* Assignment:
Word for word, the records below are to be set down again.

(Stored data entries)
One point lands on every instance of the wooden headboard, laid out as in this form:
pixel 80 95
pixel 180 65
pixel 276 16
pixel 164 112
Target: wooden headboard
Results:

* Answer to the exercise:
One point lands on every instance of the wooden headboard, laid out as in this form:
pixel 80 95
pixel 180 65
pixel 276 16
pixel 164 112
Target: wooden headboard
Results:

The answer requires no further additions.